Activity:
Exactly as written, write out the lines below from the first to the one containing "Where can the gray wall", inclusive. Pictures do not belong in the copy.

== Segment start ==

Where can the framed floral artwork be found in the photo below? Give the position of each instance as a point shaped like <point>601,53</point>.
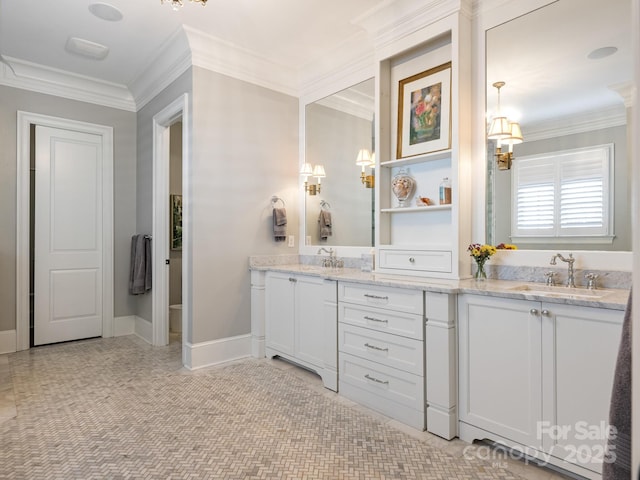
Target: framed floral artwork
<point>424,112</point>
<point>176,222</point>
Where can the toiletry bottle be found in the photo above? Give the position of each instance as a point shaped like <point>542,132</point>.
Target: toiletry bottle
<point>445,191</point>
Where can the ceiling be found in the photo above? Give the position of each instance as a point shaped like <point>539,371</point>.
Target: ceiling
<point>291,33</point>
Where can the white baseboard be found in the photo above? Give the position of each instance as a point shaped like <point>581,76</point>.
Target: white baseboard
<point>7,341</point>
<point>205,354</point>
<point>143,329</point>
<point>124,325</point>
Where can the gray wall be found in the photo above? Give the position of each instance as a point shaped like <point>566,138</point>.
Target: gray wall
<point>622,185</point>
<point>245,149</point>
<point>144,181</point>
<point>124,127</point>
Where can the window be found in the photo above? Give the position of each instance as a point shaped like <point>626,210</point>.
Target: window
<point>564,194</point>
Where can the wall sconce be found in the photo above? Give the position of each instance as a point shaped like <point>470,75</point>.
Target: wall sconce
<point>364,160</point>
<point>318,172</point>
<point>504,131</point>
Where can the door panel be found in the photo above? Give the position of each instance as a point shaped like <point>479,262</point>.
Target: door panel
<point>68,236</point>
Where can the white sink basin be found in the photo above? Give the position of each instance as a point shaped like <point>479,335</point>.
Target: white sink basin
<point>559,292</point>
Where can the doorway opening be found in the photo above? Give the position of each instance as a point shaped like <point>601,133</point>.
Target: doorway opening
<point>172,121</point>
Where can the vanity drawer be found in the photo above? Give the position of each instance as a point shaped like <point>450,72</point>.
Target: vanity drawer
<point>405,324</point>
<point>418,260</point>
<point>403,353</point>
<point>383,388</point>
<point>398,299</point>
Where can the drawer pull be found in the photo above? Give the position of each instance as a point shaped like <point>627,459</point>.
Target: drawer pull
<point>375,319</point>
<point>374,379</point>
<point>373,347</point>
<point>376,297</point>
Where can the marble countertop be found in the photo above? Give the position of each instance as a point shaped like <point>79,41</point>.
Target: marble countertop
<point>615,299</point>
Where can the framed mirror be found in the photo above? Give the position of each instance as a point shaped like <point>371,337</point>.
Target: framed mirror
<point>567,71</point>
<point>337,127</point>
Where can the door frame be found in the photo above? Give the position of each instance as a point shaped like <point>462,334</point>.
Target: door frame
<point>23,254</point>
<point>160,230</point>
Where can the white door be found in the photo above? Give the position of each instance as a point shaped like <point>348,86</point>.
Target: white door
<point>68,236</point>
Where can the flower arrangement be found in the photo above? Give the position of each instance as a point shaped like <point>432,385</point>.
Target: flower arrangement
<point>482,253</point>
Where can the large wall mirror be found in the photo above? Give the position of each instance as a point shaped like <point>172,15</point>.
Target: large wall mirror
<point>567,69</point>
<point>336,129</point>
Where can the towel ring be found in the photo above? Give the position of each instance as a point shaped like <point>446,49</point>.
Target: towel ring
<point>275,199</point>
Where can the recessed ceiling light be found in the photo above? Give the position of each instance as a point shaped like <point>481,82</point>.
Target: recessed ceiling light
<point>86,48</point>
<point>106,12</point>
<point>602,52</point>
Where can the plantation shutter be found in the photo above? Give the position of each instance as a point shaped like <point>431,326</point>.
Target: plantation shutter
<point>563,194</point>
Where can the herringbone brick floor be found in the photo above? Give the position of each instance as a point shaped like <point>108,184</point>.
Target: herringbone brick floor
<point>120,409</point>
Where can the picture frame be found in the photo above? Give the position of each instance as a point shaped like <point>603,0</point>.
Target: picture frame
<point>424,112</point>
<point>175,203</point>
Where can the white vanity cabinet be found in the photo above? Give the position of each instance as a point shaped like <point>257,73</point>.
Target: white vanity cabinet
<point>538,376</point>
<point>381,349</point>
<point>301,322</point>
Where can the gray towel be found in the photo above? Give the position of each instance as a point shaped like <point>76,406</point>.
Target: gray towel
<point>140,271</point>
<point>279,224</point>
<point>325,224</point>
<point>617,462</point>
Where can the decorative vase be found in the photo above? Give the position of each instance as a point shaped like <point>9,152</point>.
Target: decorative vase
<point>403,186</point>
<point>481,273</point>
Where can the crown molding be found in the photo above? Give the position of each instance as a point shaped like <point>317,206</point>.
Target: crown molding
<point>25,75</point>
<point>212,53</point>
<point>171,60</point>
<point>614,116</point>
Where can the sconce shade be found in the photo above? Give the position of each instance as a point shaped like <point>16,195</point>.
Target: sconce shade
<point>499,129</point>
<point>364,158</point>
<point>306,170</point>
<point>318,171</point>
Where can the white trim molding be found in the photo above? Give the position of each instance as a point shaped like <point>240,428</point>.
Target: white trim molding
<point>23,144</point>
<point>214,352</point>
<point>7,341</point>
<point>25,75</point>
<point>125,325</point>
<point>143,329</point>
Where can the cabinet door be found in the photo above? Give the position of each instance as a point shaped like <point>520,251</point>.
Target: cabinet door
<point>579,355</point>
<point>280,311</point>
<point>316,321</point>
<point>500,366</point>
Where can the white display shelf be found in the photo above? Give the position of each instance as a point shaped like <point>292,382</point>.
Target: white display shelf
<point>417,159</point>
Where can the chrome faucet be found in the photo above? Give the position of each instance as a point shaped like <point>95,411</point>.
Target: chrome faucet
<point>330,251</point>
<point>570,278</point>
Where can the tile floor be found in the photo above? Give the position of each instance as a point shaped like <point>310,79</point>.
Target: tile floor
<point>118,408</point>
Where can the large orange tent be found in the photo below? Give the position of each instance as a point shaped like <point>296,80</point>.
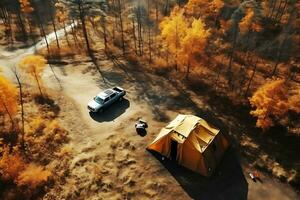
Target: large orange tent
<point>191,142</point>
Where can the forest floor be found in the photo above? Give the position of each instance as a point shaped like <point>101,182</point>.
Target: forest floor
<point>109,160</point>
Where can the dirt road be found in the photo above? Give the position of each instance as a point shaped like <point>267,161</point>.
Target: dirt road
<point>109,160</point>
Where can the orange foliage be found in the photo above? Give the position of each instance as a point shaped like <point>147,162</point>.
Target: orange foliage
<point>173,29</point>
<point>33,176</point>
<point>34,65</point>
<point>248,23</point>
<point>8,97</point>
<point>44,135</point>
<point>25,6</point>
<point>203,7</point>
<point>194,42</point>
<point>11,166</point>
<point>270,102</point>
<point>61,12</point>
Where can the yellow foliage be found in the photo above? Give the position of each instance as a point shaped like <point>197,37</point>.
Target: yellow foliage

== Segment end ==

Response to the task:
Where can the framed floral artwork be found in the photo below? Give the position of each instance as a point shaped like <point>601,53</point>.
Target: framed floral artwork
<point>424,112</point>
<point>176,222</point>
Where can the toiletry bottle be found in the photo above? Give the position of each instance as a point shaped like <point>542,132</point>.
Target: toiletry bottle
<point>445,191</point>
Where can the ceiling be found in the photo above? Give the position of each instance as a point shaped like <point>539,371</point>.
Target: ceiling
<point>291,33</point>
Where can the white baseboard be found in the photo above? Give the position of each instance as a point shaped like <point>581,76</point>.
Target: white baseboard
<point>7,341</point>
<point>205,354</point>
<point>143,329</point>
<point>124,325</point>
Where can the gray wall be found in the photo above? Give the position of each instance as a point shaped like <point>566,138</point>.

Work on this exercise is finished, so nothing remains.